**PAGE TEXT**
_ _ _ _ _
# Where can SLANKETS be purchased in Ireland?



## gocall01 (4 Dec 2009)

As the heading suggests!
Does anyone know where can SLANKETS be purchased in Ireland?

I can get them on-line but I would prefer the purchase in Ireland if possible.
I'm in Cork but will travel...

Thanks.


----------



## packard (4 Dec 2009)

Tesco sell them


----------



## Eithneangela (4 Dec 2009)

Got one in Arnotts Bargain Basement yesterday for €10.


----------



## MANTO (4 Dec 2009)

Pennies are doing their version also.


----------



## schmile (4 Dec 2009)

JML do a version as do penneys. I have had one for a few months and find them really inconvenient they are too long and get in the way I thought it would be great and I love regular fleece blankets but they are just a nuisance


----------



## Sue Ellen (4 Dec 2009)

Think I saw an ad on TV3 this morning for them for Heatons so they are probably doing the JML version.


----------



## galleyslave (4 Dec 2009)

never heard of these before now... cant' think of the advantage over a blanket or a dressing gown.... maybe I'm a grumpy old man


----------



## messyleo (4 Dec 2009)

There is also an irish online store that sells them:
[broken link removed]

I have no connection with, and have never used the site.


----------



## MandaC (6 Dec 2009)

Had a look at that site

Whoever invented that product should be prosecuted for crimes against taste.

...hope nobody gets me one for Christmas.


----------



## Arabella (6 Dec 2009)

Bought two at Heatons Tallagh during the week. €15 each ......... but as I headed down the landing I saw them selling for €10 in a fire sale/short lease unit . But I must say that they are brilliant. So light and warm.
manda c, I've just tippexed your name off the tag. You'll have to do with the usual bottle of white Chateau Neuf du Pape


----------



## ney001 (7 Dec 2009)
_ _ _ _ _
(Point annotation records)

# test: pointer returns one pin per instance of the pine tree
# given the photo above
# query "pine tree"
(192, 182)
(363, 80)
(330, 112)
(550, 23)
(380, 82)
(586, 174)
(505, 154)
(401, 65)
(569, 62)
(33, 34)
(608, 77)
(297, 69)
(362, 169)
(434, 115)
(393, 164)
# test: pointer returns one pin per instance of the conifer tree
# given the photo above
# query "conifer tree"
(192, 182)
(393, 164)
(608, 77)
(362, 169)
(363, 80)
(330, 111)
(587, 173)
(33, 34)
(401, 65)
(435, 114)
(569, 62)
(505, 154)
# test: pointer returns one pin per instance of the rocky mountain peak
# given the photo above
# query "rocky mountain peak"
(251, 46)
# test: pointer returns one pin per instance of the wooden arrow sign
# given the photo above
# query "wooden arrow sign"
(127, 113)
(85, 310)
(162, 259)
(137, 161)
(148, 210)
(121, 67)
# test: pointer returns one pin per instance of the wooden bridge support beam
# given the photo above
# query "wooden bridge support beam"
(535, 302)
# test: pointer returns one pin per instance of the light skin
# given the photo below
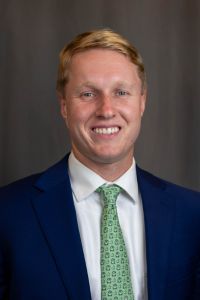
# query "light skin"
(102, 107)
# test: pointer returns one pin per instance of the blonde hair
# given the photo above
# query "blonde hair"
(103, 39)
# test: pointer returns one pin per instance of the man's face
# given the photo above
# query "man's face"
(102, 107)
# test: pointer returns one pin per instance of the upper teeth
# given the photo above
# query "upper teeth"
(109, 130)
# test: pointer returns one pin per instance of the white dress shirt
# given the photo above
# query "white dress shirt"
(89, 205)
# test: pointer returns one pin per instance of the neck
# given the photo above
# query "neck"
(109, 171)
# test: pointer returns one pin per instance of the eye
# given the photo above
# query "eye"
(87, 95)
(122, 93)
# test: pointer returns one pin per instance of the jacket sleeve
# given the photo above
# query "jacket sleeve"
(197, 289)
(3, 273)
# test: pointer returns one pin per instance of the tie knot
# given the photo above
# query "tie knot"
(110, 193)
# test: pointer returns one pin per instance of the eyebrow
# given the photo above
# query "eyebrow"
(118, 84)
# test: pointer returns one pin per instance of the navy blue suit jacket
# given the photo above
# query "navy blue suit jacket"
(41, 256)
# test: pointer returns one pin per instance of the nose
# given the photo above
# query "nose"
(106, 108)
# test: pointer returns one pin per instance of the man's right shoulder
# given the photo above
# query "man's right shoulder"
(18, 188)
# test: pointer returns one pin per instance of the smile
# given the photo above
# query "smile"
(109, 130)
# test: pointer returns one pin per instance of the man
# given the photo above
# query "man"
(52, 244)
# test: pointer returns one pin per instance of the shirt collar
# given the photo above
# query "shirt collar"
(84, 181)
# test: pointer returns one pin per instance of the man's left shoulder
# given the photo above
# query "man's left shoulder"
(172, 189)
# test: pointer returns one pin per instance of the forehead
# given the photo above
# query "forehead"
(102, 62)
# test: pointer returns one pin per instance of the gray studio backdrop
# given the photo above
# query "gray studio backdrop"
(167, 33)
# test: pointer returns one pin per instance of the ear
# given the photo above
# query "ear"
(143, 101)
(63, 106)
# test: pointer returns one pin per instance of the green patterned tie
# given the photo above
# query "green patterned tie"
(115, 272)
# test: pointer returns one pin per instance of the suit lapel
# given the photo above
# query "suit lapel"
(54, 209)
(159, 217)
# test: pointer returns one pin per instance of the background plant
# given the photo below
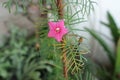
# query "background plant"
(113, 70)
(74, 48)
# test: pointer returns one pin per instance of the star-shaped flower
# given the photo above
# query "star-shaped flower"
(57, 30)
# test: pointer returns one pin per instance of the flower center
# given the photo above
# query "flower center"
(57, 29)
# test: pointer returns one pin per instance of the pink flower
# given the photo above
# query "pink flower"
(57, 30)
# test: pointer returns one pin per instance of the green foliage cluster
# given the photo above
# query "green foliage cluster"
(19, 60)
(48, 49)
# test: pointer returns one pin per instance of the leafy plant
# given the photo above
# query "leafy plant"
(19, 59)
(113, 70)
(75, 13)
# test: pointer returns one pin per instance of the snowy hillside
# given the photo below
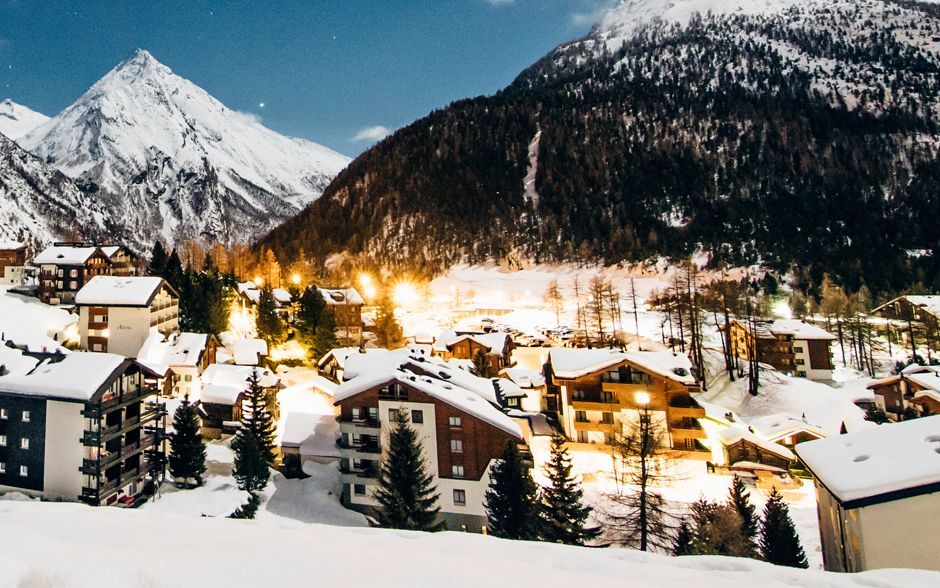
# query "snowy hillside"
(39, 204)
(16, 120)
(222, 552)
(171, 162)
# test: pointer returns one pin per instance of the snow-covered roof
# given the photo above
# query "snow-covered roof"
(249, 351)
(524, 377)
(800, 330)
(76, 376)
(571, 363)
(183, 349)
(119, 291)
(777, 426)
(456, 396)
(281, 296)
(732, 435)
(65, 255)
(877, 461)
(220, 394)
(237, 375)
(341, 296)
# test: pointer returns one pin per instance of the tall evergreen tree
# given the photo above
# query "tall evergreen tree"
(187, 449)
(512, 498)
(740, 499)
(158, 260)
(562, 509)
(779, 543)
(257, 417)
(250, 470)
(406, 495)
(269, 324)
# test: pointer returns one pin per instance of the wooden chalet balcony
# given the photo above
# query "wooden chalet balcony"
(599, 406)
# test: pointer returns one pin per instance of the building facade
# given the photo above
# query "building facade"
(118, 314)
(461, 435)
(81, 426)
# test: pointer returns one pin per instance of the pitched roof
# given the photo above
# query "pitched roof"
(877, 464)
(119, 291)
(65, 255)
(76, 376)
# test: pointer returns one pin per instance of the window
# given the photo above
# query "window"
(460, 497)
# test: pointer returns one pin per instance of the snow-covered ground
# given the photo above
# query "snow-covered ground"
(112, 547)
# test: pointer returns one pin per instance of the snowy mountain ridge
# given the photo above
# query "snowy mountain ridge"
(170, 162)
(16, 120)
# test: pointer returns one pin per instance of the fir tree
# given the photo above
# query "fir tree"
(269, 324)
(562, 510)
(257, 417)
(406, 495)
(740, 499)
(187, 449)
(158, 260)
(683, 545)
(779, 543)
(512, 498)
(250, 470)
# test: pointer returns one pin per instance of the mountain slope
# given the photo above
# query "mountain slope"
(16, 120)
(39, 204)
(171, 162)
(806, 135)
_ _ _ _ _
**DO THIS**
Write the next part of the forum thread about buying Slankets in Ireland, picking up right after its final line.

**EXERCISE RESULT**
MandaC said:


> Had a look at that site
> 
> Whoever invented that product should be prosecuted for crimes against taste.
> 
> ...hope nobody gets me one for Christmas.



Couldn't agree more! I did wonder when I saw the advert, will the people who go out in their pyjamas to the shops etc now put this on over their pyjamas? - an overcoat if you will?


----------



## gocall01 (7 Dec 2009)

Oh Boy,

Thought they were a great idea but the practicality looks flawed!
Will rethink my strategy.

Thanks!


----------



## PetPal (7 Dec 2009)

Just bought one today on the Irish Independent Shopping website. I have phone number and product code ref if anybody wants it. Cost 19.95 + post.


----------



## Chocks away (7 Dec 2009)

ney001 said:


> Couldn't agree more! I did wonder when I saw the advert, will the people who go out in their pyjamas to the shops etc now put this on over their pyjamas? - an overcoat if you will?


 
An overcoat that opens at the back?


----------



## ney001 (7 Dec 2009)

Chocks away said:


> An overcoat that opens at the back?



Kind of adds to the laziness of the whole ensemble, pyjamas, open back so you don't need to waste time doing up stupid buttons or anything!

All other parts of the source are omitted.